WHAT TO PRODUCE:
Could the entries below be reproduced exactly, with the images removed?

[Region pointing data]

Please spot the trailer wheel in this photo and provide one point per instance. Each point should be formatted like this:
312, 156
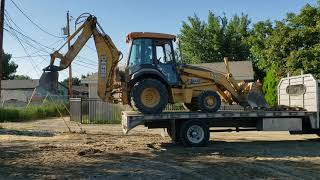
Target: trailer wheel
194, 133
176, 139
149, 96
209, 101
190, 106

ANSWER TO THIS EXERCISE:
Please spot the trailer wheel in this photo and provide one point per instance. Each point should be formatted like this:
312, 156
Target: trailer wheel
194, 133
176, 139
149, 96
209, 101
190, 106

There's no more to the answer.